■ TO DO
Reproduce the data below word for word, from its first line through the line containing "column 518, row 153". Include both of those lines.
++++++++++++++++++++
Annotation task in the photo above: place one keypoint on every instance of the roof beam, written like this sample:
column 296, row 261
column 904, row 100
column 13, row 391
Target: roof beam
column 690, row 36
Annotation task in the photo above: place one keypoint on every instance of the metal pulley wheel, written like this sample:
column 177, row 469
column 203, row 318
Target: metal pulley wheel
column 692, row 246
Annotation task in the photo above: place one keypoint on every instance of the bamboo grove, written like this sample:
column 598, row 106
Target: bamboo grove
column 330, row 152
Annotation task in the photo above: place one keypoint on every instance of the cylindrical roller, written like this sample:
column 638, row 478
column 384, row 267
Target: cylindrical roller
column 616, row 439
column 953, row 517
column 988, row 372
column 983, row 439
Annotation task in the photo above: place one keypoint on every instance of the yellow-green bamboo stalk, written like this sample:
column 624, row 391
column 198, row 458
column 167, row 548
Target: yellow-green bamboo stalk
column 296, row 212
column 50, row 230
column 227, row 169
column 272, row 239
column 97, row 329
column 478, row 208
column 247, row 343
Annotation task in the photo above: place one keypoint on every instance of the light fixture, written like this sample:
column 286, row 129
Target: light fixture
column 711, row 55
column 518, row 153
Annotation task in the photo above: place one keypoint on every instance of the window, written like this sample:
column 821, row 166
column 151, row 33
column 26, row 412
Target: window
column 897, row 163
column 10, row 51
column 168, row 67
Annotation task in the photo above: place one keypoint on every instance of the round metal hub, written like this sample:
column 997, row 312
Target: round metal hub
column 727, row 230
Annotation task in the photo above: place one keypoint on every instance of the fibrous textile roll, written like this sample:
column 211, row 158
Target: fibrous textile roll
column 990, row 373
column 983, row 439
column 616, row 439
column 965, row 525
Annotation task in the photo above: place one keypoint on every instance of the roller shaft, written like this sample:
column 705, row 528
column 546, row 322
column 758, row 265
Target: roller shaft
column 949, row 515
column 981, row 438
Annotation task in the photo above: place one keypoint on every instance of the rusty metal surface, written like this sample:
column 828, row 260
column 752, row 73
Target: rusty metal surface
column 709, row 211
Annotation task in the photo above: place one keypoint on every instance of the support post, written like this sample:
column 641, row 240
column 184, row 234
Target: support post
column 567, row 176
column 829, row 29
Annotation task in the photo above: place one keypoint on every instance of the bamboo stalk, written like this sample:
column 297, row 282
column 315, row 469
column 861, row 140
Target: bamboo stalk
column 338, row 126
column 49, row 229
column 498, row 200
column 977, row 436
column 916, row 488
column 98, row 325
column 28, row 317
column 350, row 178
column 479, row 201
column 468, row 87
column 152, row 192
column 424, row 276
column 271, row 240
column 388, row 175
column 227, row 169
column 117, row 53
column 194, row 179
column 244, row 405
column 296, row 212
++++++++++++++++++++
■ WORKED SOLUTION
Annotation task in the photo above: place one keypoint on every instance of the roof beam, written like this sample:
column 296, row 261
column 904, row 100
column 13, row 391
Target: roof beam
column 690, row 36
Annotation task in the photo above: place one keypoint on every instance of the metal pulley wheel, written like this sample:
column 177, row 469
column 203, row 318
Target: metal pulley wheel
column 692, row 246
Annotation task in the photo above: place one keypoint on every instance of the bamboo grove, written like this sample:
column 598, row 106
Target: bamboo grove
column 330, row 152
Annotation task in the photo above: place one keypoint on every instance of the cylindrical roller, written like this sample:
column 638, row 478
column 384, row 267
Target: cylindrical roller
column 616, row 439
column 953, row 517
column 988, row 372
column 983, row 439
Annotation task in the photo above: place one keypoint on every instance of the yellow-green bamboo stalk, written like this sample:
column 624, row 391
column 198, row 458
column 167, row 548
Target: yellow-green bamboo stalk
column 296, row 212
column 50, row 230
column 227, row 169
column 272, row 239
column 97, row 329
column 478, row 208
column 247, row 343
Annotation task in the photo above: place one keypoint on every instance of the light fixture, written like this sample:
column 286, row 129
Target: light fixture
column 711, row 55
column 518, row 153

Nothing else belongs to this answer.